▶ Written request: In the listing below, shift every coordinate in the answers by adding 115 to each number. Write the lines out again with the requests included, beginning at the line that has "mug with a single marker." and stopping after the line that has "(1012, 338)".

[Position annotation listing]
((

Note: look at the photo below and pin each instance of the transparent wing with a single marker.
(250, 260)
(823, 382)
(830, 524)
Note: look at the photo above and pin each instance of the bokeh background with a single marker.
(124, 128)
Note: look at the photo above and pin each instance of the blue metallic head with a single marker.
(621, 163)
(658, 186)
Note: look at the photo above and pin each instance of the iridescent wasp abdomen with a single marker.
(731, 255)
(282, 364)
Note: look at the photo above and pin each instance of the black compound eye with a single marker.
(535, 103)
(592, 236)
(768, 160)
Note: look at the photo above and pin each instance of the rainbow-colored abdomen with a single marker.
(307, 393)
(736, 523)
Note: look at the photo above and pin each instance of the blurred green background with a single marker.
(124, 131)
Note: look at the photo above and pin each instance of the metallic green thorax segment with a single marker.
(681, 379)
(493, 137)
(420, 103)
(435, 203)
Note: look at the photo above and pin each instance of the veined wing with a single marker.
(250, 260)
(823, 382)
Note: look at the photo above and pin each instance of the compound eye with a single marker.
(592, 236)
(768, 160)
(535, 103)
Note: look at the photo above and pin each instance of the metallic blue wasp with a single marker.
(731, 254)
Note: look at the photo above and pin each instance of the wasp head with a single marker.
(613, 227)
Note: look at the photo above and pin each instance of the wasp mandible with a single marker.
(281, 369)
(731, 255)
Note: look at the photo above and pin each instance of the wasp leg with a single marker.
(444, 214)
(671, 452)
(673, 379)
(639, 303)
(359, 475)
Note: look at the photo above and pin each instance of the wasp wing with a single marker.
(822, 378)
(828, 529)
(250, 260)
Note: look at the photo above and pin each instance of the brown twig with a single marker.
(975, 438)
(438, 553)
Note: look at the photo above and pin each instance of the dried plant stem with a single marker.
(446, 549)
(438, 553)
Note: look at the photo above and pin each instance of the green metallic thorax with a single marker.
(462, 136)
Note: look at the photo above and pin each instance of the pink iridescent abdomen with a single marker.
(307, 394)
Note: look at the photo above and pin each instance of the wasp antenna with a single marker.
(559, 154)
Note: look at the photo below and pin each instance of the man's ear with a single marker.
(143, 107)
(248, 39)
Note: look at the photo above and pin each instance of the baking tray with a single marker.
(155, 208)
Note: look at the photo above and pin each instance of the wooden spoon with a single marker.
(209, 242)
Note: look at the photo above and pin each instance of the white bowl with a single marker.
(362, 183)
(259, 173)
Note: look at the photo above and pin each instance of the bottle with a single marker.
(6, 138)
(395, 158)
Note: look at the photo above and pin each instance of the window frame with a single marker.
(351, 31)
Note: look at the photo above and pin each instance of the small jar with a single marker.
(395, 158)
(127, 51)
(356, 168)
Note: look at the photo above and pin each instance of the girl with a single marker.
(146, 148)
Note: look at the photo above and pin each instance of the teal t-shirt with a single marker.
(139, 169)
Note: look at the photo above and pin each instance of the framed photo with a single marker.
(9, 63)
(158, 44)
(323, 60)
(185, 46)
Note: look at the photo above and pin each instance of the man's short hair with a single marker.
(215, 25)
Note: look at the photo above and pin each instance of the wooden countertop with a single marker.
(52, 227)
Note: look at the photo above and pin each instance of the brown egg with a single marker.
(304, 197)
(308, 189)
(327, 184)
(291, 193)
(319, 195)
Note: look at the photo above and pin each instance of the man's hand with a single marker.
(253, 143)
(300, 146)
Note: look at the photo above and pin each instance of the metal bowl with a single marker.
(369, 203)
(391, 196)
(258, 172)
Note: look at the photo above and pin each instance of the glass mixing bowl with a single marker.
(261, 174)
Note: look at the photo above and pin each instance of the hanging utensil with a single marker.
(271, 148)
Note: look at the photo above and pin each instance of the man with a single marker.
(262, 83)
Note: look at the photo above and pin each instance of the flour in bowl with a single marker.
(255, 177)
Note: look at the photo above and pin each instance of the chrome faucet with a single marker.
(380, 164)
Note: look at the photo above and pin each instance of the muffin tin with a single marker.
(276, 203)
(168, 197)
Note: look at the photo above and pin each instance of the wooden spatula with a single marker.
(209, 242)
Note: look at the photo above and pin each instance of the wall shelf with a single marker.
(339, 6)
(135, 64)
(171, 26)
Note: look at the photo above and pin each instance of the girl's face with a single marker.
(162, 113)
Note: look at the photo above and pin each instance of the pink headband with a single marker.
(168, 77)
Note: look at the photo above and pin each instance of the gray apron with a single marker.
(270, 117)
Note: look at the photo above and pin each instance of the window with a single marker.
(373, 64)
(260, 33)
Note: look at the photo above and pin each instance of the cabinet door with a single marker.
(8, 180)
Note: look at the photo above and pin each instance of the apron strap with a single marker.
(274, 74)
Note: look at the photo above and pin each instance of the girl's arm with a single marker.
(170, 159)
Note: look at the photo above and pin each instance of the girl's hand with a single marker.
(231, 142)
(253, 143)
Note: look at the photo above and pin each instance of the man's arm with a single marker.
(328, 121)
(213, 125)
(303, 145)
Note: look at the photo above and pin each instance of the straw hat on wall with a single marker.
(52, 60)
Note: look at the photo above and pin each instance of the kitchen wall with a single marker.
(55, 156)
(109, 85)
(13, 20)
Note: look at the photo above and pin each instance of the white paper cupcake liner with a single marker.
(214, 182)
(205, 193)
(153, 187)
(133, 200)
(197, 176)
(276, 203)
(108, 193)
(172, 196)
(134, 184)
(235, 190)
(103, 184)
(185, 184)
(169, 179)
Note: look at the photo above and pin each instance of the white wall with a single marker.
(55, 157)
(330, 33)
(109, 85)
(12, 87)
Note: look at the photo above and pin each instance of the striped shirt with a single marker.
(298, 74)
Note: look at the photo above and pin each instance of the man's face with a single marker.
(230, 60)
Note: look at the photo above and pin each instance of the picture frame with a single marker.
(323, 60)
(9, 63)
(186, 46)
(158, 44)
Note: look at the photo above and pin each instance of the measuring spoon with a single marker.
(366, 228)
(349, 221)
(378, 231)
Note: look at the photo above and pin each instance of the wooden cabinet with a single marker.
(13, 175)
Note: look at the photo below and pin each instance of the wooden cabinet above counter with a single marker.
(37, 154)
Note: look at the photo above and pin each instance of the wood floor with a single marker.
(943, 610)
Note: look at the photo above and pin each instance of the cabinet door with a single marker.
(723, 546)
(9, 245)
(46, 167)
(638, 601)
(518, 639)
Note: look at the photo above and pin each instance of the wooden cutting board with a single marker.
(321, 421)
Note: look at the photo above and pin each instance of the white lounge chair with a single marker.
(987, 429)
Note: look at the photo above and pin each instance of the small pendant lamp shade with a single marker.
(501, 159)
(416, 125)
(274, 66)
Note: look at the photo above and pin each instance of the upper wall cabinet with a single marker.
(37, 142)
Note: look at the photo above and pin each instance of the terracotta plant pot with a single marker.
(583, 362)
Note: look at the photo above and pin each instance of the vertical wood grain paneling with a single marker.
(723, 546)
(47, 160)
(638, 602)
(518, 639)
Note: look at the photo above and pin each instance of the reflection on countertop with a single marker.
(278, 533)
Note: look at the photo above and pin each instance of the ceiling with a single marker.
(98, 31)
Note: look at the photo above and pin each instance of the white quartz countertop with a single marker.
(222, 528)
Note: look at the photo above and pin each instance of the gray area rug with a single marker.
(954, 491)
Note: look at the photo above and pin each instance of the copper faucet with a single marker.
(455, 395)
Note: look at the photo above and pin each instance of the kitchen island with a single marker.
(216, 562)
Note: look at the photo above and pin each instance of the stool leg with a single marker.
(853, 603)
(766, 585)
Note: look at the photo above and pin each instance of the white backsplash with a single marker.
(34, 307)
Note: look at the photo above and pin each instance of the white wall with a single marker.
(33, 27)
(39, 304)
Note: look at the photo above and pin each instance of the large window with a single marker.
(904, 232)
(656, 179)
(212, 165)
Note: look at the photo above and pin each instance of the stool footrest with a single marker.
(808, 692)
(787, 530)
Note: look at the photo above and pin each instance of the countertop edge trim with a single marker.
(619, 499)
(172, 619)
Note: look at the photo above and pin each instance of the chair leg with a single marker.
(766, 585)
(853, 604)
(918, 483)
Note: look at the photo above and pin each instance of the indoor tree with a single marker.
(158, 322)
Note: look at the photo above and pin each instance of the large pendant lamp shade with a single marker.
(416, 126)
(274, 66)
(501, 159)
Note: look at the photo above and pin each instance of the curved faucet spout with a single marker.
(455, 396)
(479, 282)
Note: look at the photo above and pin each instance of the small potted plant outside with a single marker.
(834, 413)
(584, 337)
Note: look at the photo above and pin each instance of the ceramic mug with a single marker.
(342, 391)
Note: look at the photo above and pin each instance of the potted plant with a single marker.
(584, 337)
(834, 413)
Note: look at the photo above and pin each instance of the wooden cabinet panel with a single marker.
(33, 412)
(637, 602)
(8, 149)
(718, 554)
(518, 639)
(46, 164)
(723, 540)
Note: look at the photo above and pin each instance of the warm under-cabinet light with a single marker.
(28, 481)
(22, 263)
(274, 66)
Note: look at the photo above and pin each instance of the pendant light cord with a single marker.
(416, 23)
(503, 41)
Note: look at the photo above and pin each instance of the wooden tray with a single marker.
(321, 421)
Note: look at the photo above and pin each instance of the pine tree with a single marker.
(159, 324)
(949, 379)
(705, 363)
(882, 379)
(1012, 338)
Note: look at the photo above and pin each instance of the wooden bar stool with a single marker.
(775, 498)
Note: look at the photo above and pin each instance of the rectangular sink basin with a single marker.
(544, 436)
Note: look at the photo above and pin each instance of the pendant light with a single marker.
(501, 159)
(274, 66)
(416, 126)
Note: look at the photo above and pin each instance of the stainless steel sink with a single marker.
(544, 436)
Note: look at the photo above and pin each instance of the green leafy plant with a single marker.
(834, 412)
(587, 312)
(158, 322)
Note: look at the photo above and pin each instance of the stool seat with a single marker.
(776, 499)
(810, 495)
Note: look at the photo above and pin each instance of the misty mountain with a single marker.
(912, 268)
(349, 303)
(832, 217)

))

▶ Completed exercise:
Note: look at the photo above and pin each instance of the ceramic mug with a single marker.
(457, 506)
Note: look at the photo above and pin each instance of the potted plant with a single marker.
(699, 452)
(949, 528)
Note: look at the photo above and pin each instance of the wooden cabinet panel with a single marker.
(148, 527)
(752, 717)
(123, 264)
(833, 669)
(633, 754)
(161, 279)
(838, 655)
Note: look at the photo above and pin each instance of the warm under-cabinet light with a single marker.
(143, 596)
(137, 378)
(389, 181)
Note: look at the photo above and pin each instance of the pendant light cord with a single marker.
(531, 138)
(618, 156)
Note: look at the photo above and pin each instance of the wooden tray with a single marker.
(436, 536)
Note: look at the photo above and pin each instance of the pine tree with a single marker.
(274, 439)
(1064, 494)
(820, 478)
(997, 494)
(1127, 453)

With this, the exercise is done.